_EXERCISES TO COMPLETE_
A) In the essay on childhood bullying, how is complex trauma defined?
B) Please return the part of the essay on childhood bullying from "No shame. It’s" to "from being bullied.", copied word for word.

It’s harder than you might think to get validation for how painful and impactful the experience of peer group bullying in childhood is. 

For all the lip service our culture pays to how bad bullying is, we pay surprisingly little attention to it in therapy. 

Many of the people who seek out my help in their trauma recovery identify childhood abuse as one of the main contributors to their trauma. 

Many people can identify childhood neglect as having contributed to their trauma (though many MORE people experienced neglect than acknowledge it— which is another pervasive cultural problem). 

But relatively few people who seek out trauma therapy tend to identify peer group bullying in childhood as significant to their complex trauma history. 

Speaking partly from personal experience, partly from my experience as a trauma therapist: peer group bullying is one of the most stressful, damaging experiences a kid can have growing up. 

It’s also an experience that our culture loves to mock and trivialize.

Our culture kind of has this thing where a not-small subset of adults think bullying is kind of, sort of, good for kids. 

It’s kind of this “tough love” idea— that kids need adversarial experiences to “toughen” and “grow.” 

I’ve also seen the argument advanced that bullying in the form of social ostracism serves a constructive purpose— that it helps “weirdos” understand that only so much deviance from the social norm is realistically acceptable out there in the world. 

Our pop culture entertainment features lots and lots of examples of bullying framed as funny or ultimately harmless— or, not infrequently, justified, depending on who is bullying whom. 

The realty of bullying is, it can really make a kid’s life hell. 

We almost never choose whether or where we go to school. We rarely choose who we go to school with. Every single day, victims of bullying are literally forced to share space with their bullies. 

That leaves a mark. 

The fantasy that adults can even sort of effectively intervene to stop peer group bullying among kids s a joke. Reaching out for an adults’ help can often make bullying worse— and even the best intentioned adults can’t be around at all times to protect a kid who’s being bullied. 

That leaves a mark. 

Complex trauma is trauma that occurs over time, is often entwined in our important relationships, and is perceived by the victim as inescapable (often because the situation is not, in fact, easily or realistically escapable). 

Childhood peer group bullying hits each one of those points. 

Sometimes survivors of bullying downplay the impact of what happened to them— much like survivors of MANY kinds of trauma downplay what happened to them. 

We want to think that bullying is a thing that happened to us when we’re kids, and we just grew out of it. 

It’s true that some peoples’ experience of having been bullied impacted them more than others’. But that’s also true for every kind of trauma. The impact on survivors varies depending on multiple factors. 

If you need to dig into your history of childhood peer group bullying in your own trauma recovery— dig into it. 

No shame. It’s not stupid or silly or weak. 

Many peoples’ trauma recovery experiences are actually stalled due to their, or their therapists’, reluctance to explore if and how they were bullied as kids. 

(And, yes— bullying isn’t ONLY a problem for kids, either.) 

Most of us had to go to school (or other social situations, like summer camp) every day for years. For many of us, that meant we got virtually zero days off from being bullied. 

That leaves a mark. 

Many of us have to revisit the wound childhood peer group bullying inflicted if we want our trauma recovery to stick.

_DATA PROVIDED_
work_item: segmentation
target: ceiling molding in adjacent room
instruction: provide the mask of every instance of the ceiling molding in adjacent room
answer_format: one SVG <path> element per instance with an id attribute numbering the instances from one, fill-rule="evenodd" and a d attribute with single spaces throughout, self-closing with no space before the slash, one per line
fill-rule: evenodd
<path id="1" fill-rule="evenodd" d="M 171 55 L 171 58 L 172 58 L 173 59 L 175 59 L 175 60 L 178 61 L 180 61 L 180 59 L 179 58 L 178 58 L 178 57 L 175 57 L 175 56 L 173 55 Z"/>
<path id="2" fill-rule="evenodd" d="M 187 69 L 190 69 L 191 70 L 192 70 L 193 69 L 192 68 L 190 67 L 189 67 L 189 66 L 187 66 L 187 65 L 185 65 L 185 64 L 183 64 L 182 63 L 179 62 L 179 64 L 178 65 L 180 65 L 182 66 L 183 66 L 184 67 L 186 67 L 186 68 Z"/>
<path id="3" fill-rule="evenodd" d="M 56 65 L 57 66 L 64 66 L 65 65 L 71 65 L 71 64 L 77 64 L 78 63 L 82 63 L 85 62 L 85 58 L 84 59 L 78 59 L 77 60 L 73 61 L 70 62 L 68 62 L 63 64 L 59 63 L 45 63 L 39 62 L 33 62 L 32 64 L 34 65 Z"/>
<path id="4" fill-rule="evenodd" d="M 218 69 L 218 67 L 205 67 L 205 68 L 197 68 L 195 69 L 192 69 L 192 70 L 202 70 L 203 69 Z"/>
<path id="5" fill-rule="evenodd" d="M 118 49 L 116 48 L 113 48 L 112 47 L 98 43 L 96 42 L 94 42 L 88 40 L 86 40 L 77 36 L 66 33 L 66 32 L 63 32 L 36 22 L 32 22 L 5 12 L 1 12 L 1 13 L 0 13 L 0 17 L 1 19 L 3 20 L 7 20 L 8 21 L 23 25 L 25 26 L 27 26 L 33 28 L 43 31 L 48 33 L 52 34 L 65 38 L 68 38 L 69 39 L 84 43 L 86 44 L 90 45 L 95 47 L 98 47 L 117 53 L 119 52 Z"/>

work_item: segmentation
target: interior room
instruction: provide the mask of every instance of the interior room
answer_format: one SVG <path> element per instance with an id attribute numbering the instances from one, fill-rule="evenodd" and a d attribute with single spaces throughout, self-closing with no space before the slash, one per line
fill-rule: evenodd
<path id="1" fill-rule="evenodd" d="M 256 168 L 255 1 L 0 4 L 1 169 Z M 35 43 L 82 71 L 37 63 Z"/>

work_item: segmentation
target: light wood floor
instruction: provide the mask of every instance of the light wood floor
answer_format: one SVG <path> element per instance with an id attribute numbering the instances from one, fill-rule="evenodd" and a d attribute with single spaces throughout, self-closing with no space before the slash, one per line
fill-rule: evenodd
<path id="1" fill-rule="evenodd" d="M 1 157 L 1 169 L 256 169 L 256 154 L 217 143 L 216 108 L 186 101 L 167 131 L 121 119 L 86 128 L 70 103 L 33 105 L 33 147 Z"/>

_SOLUTIONS BELOW_
A) It is trauma that occurs over time, is often entwined in our important relationships, and is perceived by the victim as inescapable.

B)
No shame. It’s not stupid or silly or weak. 

Many peoples’ trauma recovery experiences are actually stalled due to their, or their therapists’, reluctance to explore if and how they were bullied as kids. 

(And, yes— bullying isn’t ONLY a problem for kids, either.) 

Most of us had to go to school (or other social situations, like summer camp) every day for years. For many of us, that meant we got virtually zero days off from being bullied.